EXERCISE A:
Answer these questions from the passage on measuring stigma in healthcare, marking each answer with the matching label:
(i) How many instruments did Scott and colleagues review in 2009?
(ii) Of the 70 instruments identified by Jung and colleagues, how many took the perspective of the client?
(iii) Who commissioned the review of 503 measures designed to assess person-centered healthcare?
EXERCISE B:
Decide whether each statement agrees with the passage on measuring stigma in healthcare. Answer yes or no and quote the words that settle it.
(i) The instruments reviewed by Scott and colleagues examined patient perceptions.
(ii) In the review of 503 measures, about two-thirds of the studies were conducted in hospital settings.
(iii) Only 18 of the holistic measures were directed to service users or family members.
EXERCISE C: Transcribe everything in the passage on measuring stigma in healthcare from "Numerous quality of" down to "than patient perceptions.".

DOCUMENT PASSAGE:
BEGIN

A central approach to understanding stigma has been to focus on micro-level interactions that occur between people, such as one-on-one interactions with a particular healthcare professional such as a family doctor and a patient. More recently, researchers have begun to examine macro level influences recognizing that disadvantage can flow from broader structural factors such as cultural norms and institutional policies that constrain opportunities and impact the health of individuals with a mental or substance use disorder [11]. Indeed, a growing body of research is examining how structural disadvantage accumulates over time through social policies, laws, institutional practices, and negative attitudinal social contexts [12].

To assess the effectiveness of initiatives designed to reduce stigma cultures in healthcare, it is necessary to have appropriate and well tested measures that can be generalized across different healthcare settings. Valid and reliable measures are not only important to furthering research into stigma cultures, but also for developing and monitoring healthcare policies and system reform.

Numerous quality of care measurement instruments have emerged, but rarely have they undergone extensive testing, validation, or structural confirmation [13]. Existing tools typically measure quality of care from the perspective of employees and focus on climate related aspects such as relationships, communications, quality of work life, and healthcare worker outcomes [1], and quality of care is only one aspect of a stigmatizing healthcare culture. In 2009, for example, Scott and colleagues [14] systematically reviewed 13 instruments. All examined employee, rather than patient perceptions.

Jung and colleagues [15] reviewed instruments measuring organizational cultures. Out of the 70 instruments they identified, none had robust reliability or validity data, and none took the perspective of the client. An extensive review and description of measurement tools designed to assess organizational cultures conducted by Rafferty and colleagues showed similar results. Few had grounded their development in the experiences of service users and most targeted the opinions of healthcare workers focusing on domains such as organizational values, leadership styles, team support, or relationships with colleagues. Few had been rigorously tested [16]. Finally, in an extensive review of 503 measures designed to assess person-centered healthcare commissioned by the Health Foundation in the United Kingdom [17], researchers found that the largest portion of studies (two-thirds) were conducted in hospital settings using research that had been developed by academic researchers who had worked with healthcare teams as part of quality improvement initiatives—not clients. Just over half addressed person-centred care as a holistic concept, but none would be appropriate to a range of healthcare settings beyond hospitals. The remainder measured one or more specific processes such as choice, compassion, integration, privacy, or trust. Only 18 of the holistic measures were directed to service users or family members.

While all the measures contained in these reviews assessed some aspect of organizational culture, none was purpose built to assess key aspects of stigmatizing healthcare cultures such as poor quality of care, negative interactions, or lack of person-centered care as they are experienced by people with mental or substance use disorders. This paper describes the development and testing of a measure designed to fill this important gap.

END

INFORMATION SUPPLIED:
BEGIN

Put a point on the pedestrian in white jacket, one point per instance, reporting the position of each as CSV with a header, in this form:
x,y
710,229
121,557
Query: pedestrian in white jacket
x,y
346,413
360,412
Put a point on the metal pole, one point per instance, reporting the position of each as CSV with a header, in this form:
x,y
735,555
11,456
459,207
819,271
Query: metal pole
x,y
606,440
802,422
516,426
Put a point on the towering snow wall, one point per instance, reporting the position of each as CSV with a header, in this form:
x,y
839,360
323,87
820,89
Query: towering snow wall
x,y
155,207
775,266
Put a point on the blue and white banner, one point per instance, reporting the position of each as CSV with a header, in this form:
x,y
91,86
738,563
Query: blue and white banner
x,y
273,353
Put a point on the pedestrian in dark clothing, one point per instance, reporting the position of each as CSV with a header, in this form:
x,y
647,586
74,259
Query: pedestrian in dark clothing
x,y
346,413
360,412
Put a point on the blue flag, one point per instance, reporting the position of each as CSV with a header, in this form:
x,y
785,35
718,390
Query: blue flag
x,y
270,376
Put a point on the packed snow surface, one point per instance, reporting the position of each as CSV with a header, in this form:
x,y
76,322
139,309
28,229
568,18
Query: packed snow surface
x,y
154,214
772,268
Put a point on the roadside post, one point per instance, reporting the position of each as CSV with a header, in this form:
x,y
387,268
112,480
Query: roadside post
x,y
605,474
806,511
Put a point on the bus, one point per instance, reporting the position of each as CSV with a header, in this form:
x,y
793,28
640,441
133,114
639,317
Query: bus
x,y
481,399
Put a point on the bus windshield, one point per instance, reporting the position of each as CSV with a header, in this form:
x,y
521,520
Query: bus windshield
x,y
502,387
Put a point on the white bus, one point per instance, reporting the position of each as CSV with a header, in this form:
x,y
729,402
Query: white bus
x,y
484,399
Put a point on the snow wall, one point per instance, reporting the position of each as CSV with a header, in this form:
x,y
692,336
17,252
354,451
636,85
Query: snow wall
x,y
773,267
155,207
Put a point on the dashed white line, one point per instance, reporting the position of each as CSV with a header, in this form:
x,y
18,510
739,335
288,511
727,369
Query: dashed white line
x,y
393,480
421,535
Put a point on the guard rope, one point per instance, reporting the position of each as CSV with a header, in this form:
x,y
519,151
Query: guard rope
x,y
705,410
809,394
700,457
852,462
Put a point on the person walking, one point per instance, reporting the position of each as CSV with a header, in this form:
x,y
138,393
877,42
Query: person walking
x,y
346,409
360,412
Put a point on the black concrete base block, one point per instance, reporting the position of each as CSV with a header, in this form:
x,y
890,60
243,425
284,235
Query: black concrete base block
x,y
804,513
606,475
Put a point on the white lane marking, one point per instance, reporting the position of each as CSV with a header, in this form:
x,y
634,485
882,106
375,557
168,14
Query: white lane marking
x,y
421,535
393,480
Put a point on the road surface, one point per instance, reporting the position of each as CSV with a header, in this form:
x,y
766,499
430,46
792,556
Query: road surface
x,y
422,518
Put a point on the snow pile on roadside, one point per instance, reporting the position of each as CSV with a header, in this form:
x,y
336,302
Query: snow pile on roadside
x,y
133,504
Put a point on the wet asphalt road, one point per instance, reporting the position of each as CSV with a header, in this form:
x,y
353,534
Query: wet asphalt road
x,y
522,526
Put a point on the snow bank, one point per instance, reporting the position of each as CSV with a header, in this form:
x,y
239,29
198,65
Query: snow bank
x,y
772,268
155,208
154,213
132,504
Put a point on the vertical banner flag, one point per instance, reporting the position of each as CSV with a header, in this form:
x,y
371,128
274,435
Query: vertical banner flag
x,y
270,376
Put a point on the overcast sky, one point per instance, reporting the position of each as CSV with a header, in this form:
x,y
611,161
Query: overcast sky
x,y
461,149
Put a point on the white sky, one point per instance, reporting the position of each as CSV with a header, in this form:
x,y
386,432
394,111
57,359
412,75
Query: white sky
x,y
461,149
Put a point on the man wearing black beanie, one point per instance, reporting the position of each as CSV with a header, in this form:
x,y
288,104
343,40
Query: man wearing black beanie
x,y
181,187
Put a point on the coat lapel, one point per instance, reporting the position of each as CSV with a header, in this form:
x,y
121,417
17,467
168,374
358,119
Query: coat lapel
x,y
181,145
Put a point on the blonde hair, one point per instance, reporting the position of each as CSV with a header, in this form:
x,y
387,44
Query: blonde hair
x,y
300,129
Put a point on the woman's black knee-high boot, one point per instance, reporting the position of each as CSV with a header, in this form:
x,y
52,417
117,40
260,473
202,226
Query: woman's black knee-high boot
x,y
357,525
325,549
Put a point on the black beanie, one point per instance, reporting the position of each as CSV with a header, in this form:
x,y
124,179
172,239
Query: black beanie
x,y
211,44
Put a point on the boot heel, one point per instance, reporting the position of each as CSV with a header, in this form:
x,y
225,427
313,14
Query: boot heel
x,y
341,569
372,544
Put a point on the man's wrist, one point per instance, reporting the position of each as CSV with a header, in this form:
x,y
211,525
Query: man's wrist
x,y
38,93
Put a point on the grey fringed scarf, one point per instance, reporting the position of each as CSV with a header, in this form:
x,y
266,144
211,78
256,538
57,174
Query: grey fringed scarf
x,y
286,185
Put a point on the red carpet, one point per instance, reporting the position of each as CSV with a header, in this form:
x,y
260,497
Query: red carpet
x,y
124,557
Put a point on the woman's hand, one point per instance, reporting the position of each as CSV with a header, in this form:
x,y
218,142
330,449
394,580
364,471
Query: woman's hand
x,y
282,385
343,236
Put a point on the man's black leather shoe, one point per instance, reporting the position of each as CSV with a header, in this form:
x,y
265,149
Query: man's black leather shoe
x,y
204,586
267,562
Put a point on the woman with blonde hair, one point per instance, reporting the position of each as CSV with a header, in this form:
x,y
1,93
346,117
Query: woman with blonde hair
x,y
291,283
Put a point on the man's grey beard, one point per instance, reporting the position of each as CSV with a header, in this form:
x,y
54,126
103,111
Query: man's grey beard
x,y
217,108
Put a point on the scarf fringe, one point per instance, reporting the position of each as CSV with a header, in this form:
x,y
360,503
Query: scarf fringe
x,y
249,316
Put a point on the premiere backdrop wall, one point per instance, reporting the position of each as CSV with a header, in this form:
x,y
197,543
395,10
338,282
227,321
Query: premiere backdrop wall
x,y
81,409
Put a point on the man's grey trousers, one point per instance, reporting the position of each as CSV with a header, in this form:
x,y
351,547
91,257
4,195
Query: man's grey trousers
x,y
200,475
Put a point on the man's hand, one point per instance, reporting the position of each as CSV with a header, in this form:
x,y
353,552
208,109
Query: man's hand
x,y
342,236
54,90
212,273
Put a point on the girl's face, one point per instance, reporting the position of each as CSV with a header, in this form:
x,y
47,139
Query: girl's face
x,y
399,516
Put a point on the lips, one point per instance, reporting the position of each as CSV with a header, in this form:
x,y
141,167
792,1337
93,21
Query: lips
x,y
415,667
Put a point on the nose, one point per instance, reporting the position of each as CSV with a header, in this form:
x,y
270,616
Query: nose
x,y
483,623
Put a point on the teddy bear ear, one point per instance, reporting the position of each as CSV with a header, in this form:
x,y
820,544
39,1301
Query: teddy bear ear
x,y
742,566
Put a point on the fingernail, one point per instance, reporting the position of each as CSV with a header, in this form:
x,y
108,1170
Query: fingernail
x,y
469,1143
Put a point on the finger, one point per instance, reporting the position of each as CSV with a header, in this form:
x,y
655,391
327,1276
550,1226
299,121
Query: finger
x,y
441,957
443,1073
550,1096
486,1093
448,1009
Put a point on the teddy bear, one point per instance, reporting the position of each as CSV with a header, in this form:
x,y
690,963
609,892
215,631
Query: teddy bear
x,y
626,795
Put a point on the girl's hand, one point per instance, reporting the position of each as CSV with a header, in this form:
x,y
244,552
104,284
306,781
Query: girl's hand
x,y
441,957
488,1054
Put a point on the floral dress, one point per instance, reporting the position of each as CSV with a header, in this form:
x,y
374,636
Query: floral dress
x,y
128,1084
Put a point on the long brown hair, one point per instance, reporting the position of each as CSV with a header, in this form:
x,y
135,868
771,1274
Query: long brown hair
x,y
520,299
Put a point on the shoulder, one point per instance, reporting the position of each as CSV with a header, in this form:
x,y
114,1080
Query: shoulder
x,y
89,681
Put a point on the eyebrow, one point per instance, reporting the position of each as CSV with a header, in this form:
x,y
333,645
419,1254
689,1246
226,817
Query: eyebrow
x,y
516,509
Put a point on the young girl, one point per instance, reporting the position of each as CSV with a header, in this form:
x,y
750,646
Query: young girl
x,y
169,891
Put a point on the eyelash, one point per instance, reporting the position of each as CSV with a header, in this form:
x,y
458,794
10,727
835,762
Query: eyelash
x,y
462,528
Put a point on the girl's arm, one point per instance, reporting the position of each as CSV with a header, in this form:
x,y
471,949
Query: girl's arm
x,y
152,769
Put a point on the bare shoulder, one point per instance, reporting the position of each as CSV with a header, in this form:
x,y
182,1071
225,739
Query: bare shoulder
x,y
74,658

END

TASK RESULT A:
(i) 13
(ii) None
(iii) The Health Foundation in the United Kingdom

TASK RESULT B:
(i) No: "All examined employee, rather than patient perceptions."
(ii) Yes: "the largest portion of studies (two-thirds) were conducted in hospital settings"
(iii) Yes: "Only 18 of the holistic measures were directed to service users or family members."

TASK RESULT C:
Numerous quality of care measurement instruments have emerged, but rarely have they undergone extensive testing, validation, or structural confirmation [13]. Existing tools typically measure quality of care from the perspective of employees and focus on climate related aspects such as relationships, communications, quality of work life, and healthcare worker outcomes [1], and quality of care is only one aspect of a stigmatizing healthcare culture. In 2009, for example, Scott and colleagues [14] systematically reviewed 13 instruments. All examined employee, rather than patient perceptions.